TASK REQUIREMENTS: Each line below should be repeated exactly as written, with no pictures carried over.

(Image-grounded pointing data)
::::
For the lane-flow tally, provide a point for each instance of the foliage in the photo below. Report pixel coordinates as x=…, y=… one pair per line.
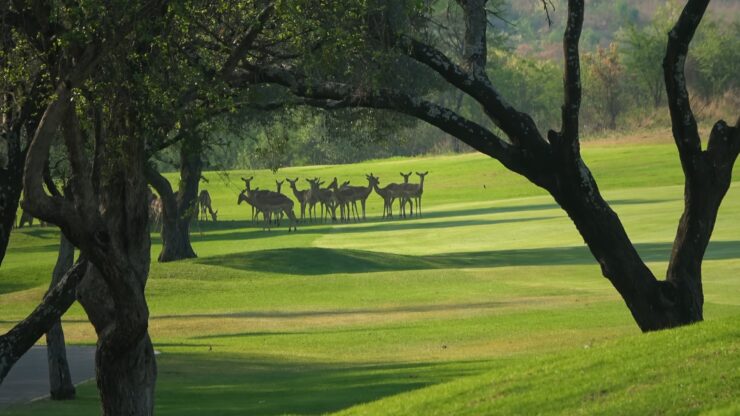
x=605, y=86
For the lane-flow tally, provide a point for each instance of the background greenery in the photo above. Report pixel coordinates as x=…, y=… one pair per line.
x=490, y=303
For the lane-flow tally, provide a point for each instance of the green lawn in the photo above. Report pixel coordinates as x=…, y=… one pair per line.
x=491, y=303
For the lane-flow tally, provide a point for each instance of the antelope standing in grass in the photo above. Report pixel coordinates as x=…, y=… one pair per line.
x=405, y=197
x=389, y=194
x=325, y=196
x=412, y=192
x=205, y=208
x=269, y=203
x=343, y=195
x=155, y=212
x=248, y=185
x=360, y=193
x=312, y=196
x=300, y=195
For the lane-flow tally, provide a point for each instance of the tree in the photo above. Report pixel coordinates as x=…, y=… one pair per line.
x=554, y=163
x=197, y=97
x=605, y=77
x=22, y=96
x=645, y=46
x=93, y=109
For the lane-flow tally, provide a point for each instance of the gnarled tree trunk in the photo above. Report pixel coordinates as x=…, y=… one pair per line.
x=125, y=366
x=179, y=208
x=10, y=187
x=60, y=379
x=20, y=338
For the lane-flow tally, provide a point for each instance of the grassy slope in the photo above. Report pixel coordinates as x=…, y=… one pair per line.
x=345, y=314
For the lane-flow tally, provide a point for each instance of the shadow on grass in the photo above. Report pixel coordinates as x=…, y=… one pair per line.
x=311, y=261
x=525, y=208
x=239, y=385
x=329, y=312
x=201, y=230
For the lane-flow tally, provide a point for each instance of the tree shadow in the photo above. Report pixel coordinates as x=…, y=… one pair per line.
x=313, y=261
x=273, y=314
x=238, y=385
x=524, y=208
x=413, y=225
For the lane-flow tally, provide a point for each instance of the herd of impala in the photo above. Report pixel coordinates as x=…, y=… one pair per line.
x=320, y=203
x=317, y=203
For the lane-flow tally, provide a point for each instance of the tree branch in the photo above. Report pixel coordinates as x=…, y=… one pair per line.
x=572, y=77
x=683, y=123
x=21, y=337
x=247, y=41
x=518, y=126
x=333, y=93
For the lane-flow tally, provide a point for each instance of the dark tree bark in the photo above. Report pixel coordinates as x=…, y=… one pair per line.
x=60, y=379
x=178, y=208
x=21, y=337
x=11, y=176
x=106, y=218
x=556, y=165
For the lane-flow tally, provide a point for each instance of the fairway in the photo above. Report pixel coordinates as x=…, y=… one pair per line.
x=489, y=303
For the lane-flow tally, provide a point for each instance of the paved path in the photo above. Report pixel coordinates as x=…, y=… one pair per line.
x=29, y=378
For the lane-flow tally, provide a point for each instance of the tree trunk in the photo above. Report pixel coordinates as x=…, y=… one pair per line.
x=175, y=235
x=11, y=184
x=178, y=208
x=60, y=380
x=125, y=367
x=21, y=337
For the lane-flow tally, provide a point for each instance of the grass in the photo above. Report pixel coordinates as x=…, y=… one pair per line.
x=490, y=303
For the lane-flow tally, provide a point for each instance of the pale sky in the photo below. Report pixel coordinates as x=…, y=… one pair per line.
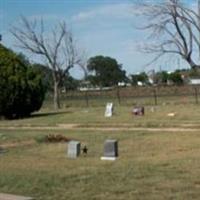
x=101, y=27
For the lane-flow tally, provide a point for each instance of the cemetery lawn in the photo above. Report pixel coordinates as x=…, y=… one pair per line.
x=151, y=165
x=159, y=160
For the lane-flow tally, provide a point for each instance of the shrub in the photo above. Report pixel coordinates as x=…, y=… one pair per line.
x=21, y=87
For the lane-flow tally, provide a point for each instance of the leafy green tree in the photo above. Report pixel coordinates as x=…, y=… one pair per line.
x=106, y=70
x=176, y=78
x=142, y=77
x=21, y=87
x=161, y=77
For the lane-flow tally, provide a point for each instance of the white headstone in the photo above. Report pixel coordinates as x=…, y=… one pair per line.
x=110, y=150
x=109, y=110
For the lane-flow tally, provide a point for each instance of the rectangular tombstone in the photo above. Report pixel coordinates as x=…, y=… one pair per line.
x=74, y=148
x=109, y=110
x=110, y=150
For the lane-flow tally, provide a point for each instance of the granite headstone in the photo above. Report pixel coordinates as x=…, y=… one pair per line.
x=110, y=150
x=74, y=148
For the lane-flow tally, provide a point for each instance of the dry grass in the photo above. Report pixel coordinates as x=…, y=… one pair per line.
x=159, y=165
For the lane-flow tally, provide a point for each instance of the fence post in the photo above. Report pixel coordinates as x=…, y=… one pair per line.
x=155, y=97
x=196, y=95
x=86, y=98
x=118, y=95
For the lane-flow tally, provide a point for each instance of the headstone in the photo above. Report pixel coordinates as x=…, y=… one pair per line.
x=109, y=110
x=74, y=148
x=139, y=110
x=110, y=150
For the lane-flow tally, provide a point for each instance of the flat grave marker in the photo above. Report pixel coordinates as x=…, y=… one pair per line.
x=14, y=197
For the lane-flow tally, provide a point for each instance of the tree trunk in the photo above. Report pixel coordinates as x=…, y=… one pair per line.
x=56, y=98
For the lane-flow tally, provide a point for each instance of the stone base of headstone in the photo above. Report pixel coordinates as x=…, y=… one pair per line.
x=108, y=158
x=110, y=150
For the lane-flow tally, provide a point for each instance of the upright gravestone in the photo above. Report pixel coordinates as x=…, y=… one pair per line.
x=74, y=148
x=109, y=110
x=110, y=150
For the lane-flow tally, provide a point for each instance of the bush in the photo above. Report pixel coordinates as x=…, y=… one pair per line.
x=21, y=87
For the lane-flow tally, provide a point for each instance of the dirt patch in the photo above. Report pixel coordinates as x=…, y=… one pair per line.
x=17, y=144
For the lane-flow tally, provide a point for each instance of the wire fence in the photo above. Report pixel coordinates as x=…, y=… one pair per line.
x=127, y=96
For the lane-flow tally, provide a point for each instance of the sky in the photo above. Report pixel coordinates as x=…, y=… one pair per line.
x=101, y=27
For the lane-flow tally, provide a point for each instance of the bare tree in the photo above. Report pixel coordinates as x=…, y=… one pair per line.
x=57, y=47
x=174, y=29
::::
EXERCISE OUTPUT:
For the lane-flow tally, provide a point for each instance of the foliage in the photo below. Report pixel coordinates as x=…, y=… one pair per line.
x=605, y=86
For the lane-flow tally, provide a point for each instance of the background greenery in the photo above. Report pixel coordinates as x=…, y=… one pair per line.
x=490, y=303
For the lane-flow tally, provide a point for each instance of the green lawn in the photo above. Report pixel coordinates as x=…, y=… one pair per line.
x=491, y=303
For the lane-flow tally, provide a point for each instance of the antelope standing in grass in the photo above. Report pixel coordinates as x=…, y=… one pair per line.
x=405, y=197
x=389, y=194
x=325, y=196
x=412, y=192
x=205, y=208
x=269, y=203
x=343, y=195
x=155, y=212
x=248, y=185
x=360, y=193
x=312, y=196
x=300, y=195
For the lane-flow tally, provide a point for each instance of the tree in the photo above. Report pixel coordinates as x=…, y=… one pair per line.
x=554, y=163
x=197, y=97
x=605, y=77
x=22, y=96
x=645, y=46
x=93, y=109
For the lane-flow tally, provide a point for each instance of the gnarled tree trunk in the photo above. Report pixel coordinates as x=…, y=… one pair per line.
x=125, y=366
x=179, y=208
x=10, y=187
x=60, y=379
x=20, y=338
For the lane-flow tally, provide a point for each instance of the grassy slope in the photo above. Report pixel coordinates as x=…, y=… one pair per line.
x=345, y=314
For the lane-flow tally, provide a point for each instance of the shadow on grass in the photo above. Report pixel coordinates as x=…, y=… one pair per line.
x=311, y=261
x=525, y=208
x=239, y=385
x=329, y=312
x=201, y=230
For the lane-flow tally, provide a point for each instance of the tree shadow in the photo above. Report pixel coordinates as x=…, y=… one pair per line.
x=313, y=261
x=273, y=314
x=238, y=385
x=524, y=208
x=413, y=225
For the lane-flow tally, provide a point for each instance of the herd of impala in the photo above. Report pixel coordinates as x=…, y=… one pair per line.
x=320, y=203
x=317, y=203
For the lane-flow tally, provide a point for each instance of the tree branch in the photo above. Report pixel coordinates as x=…, y=… one pair per line.
x=572, y=77
x=683, y=123
x=21, y=337
x=247, y=41
x=518, y=126
x=333, y=93
For the lane-flow tally, provide a point for each instance of the dark tree bark in the photo above. Report pixel coordinates as x=…, y=… one pair per line.
x=60, y=379
x=178, y=208
x=21, y=337
x=11, y=176
x=106, y=218
x=556, y=165
For the lane-flow tally, provide a point for each instance of the fairway in the photo above. Report pixel coordinates as x=…, y=… one pair per line.
x=489, y=303
For the lane-flow tally, provide a point for each instance of the paved path in the photo above. Report pixel coordinates as x=…, y=… one pair per line.
x=29, y=378
For the lane-flow tally, provide a point for each instance of the tree trunk in the photo above. Report pixel coordinates as x=…, y=… one pair per line.
x=175, y=235
x=11, y=184
x=178, y=208
x=60, y=380
x=125, y=367
x=21, y=337
For the lane-flow tally, provide a point for each instance of the grass in the photo above. Report pixel coordinates as x=…, y=… one pair per line.
x=490, y=303
For the lane-flow tally, provide a point for each instance of the pale sky in the photo below. Report pixel coordinates as x=…, y=… one pair per line.
x=101, y=27
For the lane-flow tally, provide a point for each instance of the cemetery lawn in the photo above. Report pixel coordinates as x=…, y=… one pair per line.
x=151, y=165
x=159, y=160
For the lane-flow tally, provide a point for each instance of the shrub in the photo above. Report pixel coordinates as x=…, y=… one pair per line.
x=21, y=87
For the lane-flow tally, provide a point for each instance of the leafy green tree in the photo above. Report pixel coordinates as x=…, y=… one pair per line.
x=106, y=70
x=176, y=78
x=142, y=77
x=21, y=87
x=161, y=77
For the lane-flow tally, provide a point for each instance of the white headstone in the photo above. Report pixel coordinates as x=…, y=… one pair per line.
x=110, y=150
x=109, y=110
For the lane-flow tally, provide a point for each instance of the rectangular tombstone in the photo above. Report pixel coordinates as x=…, y=… one pair per line.
x=74, y=148
x=109, y=110
x=110, y=150
For the lane-flow tally, provide a point for each instance of the granite headstone in the photo above. Report pixel coordinates as x=…, y=… one pair per line.
x=110, y=150
x=74, y=148
For the lane-flow tally, provide a point for each instance of the dry grass in the photo above. Report pixel coordinates as x=…, y=… one pair per line.
x=159, y=165
For the lane-flow tally, provide a point for each instance of the fence post in the photo above. Report pixel coordinates as x=…, y=… one pair per line.
x=155, y=97
x=196, y=95
x=86, y=98
x=118, y=95
For the lane-flow tally, provide a point for each instance of the headstone in the photo above. Report pixel coordinates as x=…, y=… one pair per line.
x=109, y=110
x=74, y=148
x=139, y=110
x=110, y=150
For the lane-flow tally, provide a point for each instance of the flat grave marker in the photo above. Report pixel coordinates as x=…, y=… one pair per line.
x=14, y=197
For the lane-flow tally, provide a point for each instance of the tree trunk in the photo above. Report pixel coordinates as x=…, y=… one pair per line.
x=56, y=98
For the lane-flow tally, provide a point for each instance of the stone base of headstone in the photo above. Report pixel coordinates as x=…, y=… one pair per line.
x=108, y=158
x=110, y=150
For the lane-flow tally, provide a point for each instance of the upright gravestone in the photo above. Report pixel coordinates as x=…, y=… one pair per line.
x=74, y=148
x=109, y=110
x=110, y=150
For the lane-flow tally, provide a point for each instance of the bush in the photo above. Report pixel coordinates as x=…, y=… one pair per line.
x=21, y=87
For the lane-flow tally, provide a point for each instance of the dirt patch in the photo above. Report pixel coordinates as x=…, y=… one pair per line.
x=17, y=144
For the lane-flow tally, provide a point for each instance of the wire fence in the photo above. Report pixel coordinates as x=…, y=… one pair per line.
x=127, y=96
For the lane-flow tally, provide a point for each instance of the sky in the photo above. Report pixel coordinates as x=…, y=… one pair per line.
x=101, y=27
For the lane-flow tally, provide a point for each instance of the bare tree in the photo above. Report pixel coordinates as x=…, y=… one pair per line.
x=57, y=47
x=174, y=29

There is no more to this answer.